___ Texte fourni
TROISIÈME DIMANCHE

(Temps ordinaire – Cycle C)

 

 

 

Néhémie 8,2-4a.5-6.8-10

1 Corinthiens 12,12-31

Luc 1,1-4 ;4,14-21

 

Aujourd’hui nous commençons la lecture liturgique annuelle de l’évangile de Luc. La figure de Jésus, présenté pendant une lecture publique d’un texte de l’Ecriture dans la synagogue de Nazareth, est comme une icône de ce que devrait être chaque cycle liturgique : un temps d’écoute attentive et délicate de la parole de la Bonne Nouvelle de Jésus Christ. En lui se réalise « l’aujourd’hui » d’une permanente année de grâce (l’évangile). La lecture, l’étude et la méditation du texte intégral de l’évangile proposé dans la liturgie dominicale de chaque année, devrait être l’engagement fondamental de chaque chrétien. L’histoire de Jésus, fondement et modèle de notre conduite, est connue à travers la lecture et la méditation profonde de l’évangile. L’Eglise, Corps du Christ (deuxième lecture), est le lieu privilégié de l’annonce et de l’écoute de la Bonne Nouvelle, surtout à travers la liturgie de la Parole, laquelle atteint sa pleine réalisation à travers la foi et la conversion du cœur (première lecture).
______
▶ _Consigne A_:
Relevez toutes les références bibliques des lectures indiquées en tête du texte sur le troisième dimanche.
▶ _Consigne B_:
Répondez aux questions suivantes à partir du texte sur le troisième dimanche.
(i) À quel temps et à quel cycle liturgiques ce dimanche appartient-il ?
(ii) Dans quelle synagogue Jésus est-il présenté pendant une lecture publique de l’Écriture ?
(iii) Quel nom le texte donne-t-il à l’Église dans la phrase qui renvoie à la deuxième lecture ?
___ Données fournies
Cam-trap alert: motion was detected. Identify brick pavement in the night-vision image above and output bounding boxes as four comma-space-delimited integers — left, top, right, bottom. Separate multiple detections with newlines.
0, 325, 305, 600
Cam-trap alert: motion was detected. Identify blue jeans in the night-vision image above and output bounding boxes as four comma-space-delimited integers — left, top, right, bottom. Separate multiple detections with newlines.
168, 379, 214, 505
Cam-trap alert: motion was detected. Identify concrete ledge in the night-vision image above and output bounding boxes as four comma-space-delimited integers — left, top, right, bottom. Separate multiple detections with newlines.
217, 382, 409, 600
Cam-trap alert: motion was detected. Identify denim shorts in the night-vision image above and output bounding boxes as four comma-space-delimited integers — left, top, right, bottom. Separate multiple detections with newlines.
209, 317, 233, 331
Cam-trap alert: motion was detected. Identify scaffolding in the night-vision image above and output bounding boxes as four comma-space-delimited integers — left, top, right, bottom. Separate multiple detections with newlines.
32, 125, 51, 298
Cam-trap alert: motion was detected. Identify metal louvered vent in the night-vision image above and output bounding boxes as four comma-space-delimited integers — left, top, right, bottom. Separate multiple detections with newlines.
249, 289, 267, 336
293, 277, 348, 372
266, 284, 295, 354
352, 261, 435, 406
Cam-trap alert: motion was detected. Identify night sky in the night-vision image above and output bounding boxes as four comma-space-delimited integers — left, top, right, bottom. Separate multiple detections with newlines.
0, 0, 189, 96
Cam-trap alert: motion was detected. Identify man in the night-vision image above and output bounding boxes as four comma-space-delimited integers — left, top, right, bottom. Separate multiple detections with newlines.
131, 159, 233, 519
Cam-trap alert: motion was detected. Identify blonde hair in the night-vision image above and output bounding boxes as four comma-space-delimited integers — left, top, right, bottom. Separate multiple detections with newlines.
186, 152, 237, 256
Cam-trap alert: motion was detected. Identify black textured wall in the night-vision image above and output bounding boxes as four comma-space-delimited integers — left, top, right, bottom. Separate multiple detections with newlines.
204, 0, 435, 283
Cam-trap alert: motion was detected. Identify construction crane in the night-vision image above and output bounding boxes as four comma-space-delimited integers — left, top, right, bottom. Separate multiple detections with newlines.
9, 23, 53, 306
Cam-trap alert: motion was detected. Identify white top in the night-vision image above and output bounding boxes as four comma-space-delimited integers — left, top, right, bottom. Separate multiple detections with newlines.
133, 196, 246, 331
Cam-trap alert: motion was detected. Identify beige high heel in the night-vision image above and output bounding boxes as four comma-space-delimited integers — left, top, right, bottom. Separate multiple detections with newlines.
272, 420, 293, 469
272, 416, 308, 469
______
▶ _Réponse A_:
Néhémie 8,2-4a.5-6.8-10
1 Corinthiens 12,12-31
Luc 1,1-4 ;4,14-21

▶ _Réponse B_:
(i) Au Temps ordinaire, Cycle C.
(ii) Dans la synagogue de Nazareth.
(iii) Corps du Christ.